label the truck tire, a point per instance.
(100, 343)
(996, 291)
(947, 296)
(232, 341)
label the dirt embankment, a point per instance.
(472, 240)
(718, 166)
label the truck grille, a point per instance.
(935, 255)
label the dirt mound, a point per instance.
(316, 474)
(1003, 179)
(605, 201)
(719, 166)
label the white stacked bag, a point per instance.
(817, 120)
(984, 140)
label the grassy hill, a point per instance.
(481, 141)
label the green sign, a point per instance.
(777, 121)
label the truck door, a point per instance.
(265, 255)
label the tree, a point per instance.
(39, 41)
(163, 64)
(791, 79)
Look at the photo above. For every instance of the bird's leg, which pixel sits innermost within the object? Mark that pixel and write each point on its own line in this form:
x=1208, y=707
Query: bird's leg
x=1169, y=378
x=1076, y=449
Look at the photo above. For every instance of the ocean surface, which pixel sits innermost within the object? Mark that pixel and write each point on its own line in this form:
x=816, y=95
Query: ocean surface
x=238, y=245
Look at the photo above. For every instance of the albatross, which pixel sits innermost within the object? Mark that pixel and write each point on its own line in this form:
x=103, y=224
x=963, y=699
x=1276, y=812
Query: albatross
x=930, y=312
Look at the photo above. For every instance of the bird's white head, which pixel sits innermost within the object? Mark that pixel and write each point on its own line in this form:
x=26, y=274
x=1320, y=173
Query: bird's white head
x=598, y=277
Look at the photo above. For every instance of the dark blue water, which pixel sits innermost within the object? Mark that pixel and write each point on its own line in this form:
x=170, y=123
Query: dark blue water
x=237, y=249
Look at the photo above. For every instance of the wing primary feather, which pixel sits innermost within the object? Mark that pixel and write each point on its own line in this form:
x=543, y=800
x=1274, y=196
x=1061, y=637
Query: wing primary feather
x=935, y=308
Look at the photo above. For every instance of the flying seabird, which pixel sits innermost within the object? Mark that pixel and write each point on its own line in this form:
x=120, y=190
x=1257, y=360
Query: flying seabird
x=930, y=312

(Written instruction)
Rewrite every line of the material above as a Markdown table with the columns "Row" and "Line", numbering each row and skipping blank lines.

(Exercise output)
| Row | Line |
|---|---|
| 1 | label the truck tire, a point per instance. |
| 2 | (100, 343) |
| 3 | (996, 291) |
| 4 | (947, 296) |
| 5 | (232, 341) |
| 6 | label the dirt embankment, a point per instance. |
| 7 | (472, 240) |
| 8 | (718, 166) |
| 9 | label the truck grille, a point per instance. |
| 10 | (935, 255) |
| 11 | label the dirt mound, a point per instance. |
| 12 | (316, 474) |
| 13 | (1003, 179) |
| 14 | (605, 201) |
| 15 | (719, 166) |
| 16 | label the white stacked bag, a point per instance. |
| 17 | (817, 120) |
| 18 | (984, 140) |
| 19 | label the grassy hill, a point per instance. |
| 20 | (481, 141) |
| 21 | label the green sign, a point per instance. |
| 22 | (777, 121) |
| 23 | label the truck door, a point per instance. |
| 24 | (265, 255) |
| 25 | label the tree, a point per instance. |
| 26 | (39, 41) |
| 27 | (163, 64) |
| 28 | (791, 79) |
| 29 | Look at the photo above. For every instance of the bird's leg, which pixel sits innermost within the object? Mark that pixel and write each point on its own line in this form: |
| 30 | x=1208, y=707 |
| 31 | Query: bird's leg |
| 32 | x=1169, y=378 |
| 33 | x=1076, y=449 |
| 34 | Look at the photo above. For every instance of the ocean surface, which pixel sits innermost within the object? Mark that pixel and write each point on its own line in this form: |
| 35 | x=816, y=95 |
| 36 | Query: ocean surface |
| 37 | x=238, y=245 |
| 38 | Look at the photo above. For every instance of the albatross, which pixel sits innermost within the object? Mark that pixel and write each point on its own line in this form: |
| 39 | x=103, y=224 |
| 40 | x=963, y=699 |
| 41 | x=1276, y=812 |
| 42 | Query: albatross |
| 43 | x=930, y=312 |
| 44 | Look at the photo above. For every instance of the bird's white head, which pixel sits innermost within the object? Mark that pixel and write each point on its own line in this form: |
| 45 | x=26, y=274 |
| 46 | x=1320, y=173 |
| 47 | Query: bird's white head |
| 48 | x=598, y=277 |
| 49 | Look at the photo above. For every instance of the dark blue water, which pixel sits innermost within the object? Mark that pixel and write each point on its own line in this form: |
| 50 | x=170, y=123 |
| 51 | Query: dark blue water |
| 52 | x=237, y=249 |
| 53 | Look at the photo above. For every instance of the wing primary feather, which pixel sits innermost within the object? Mark that pixel and write each point on its own line in this form: |
| 54 | x=543, y=800 |
| 55 | x=1274, y=196 |
| 56 | x=1061, y=637 |
| 57 | Query: wing primary feather |
| 58 | x=935, y=308 |
| 59 | Look at the photo above. For every instance of the flying seabird, which pixel sits innermost within the object? Mark that pixel and write each point on its own line in this form: |
| 60 | x=120, y=190 |
| 61 | x=1257, y=360 |
| 62 | Query: flying seabird |
| 63 | x=930, y=312 |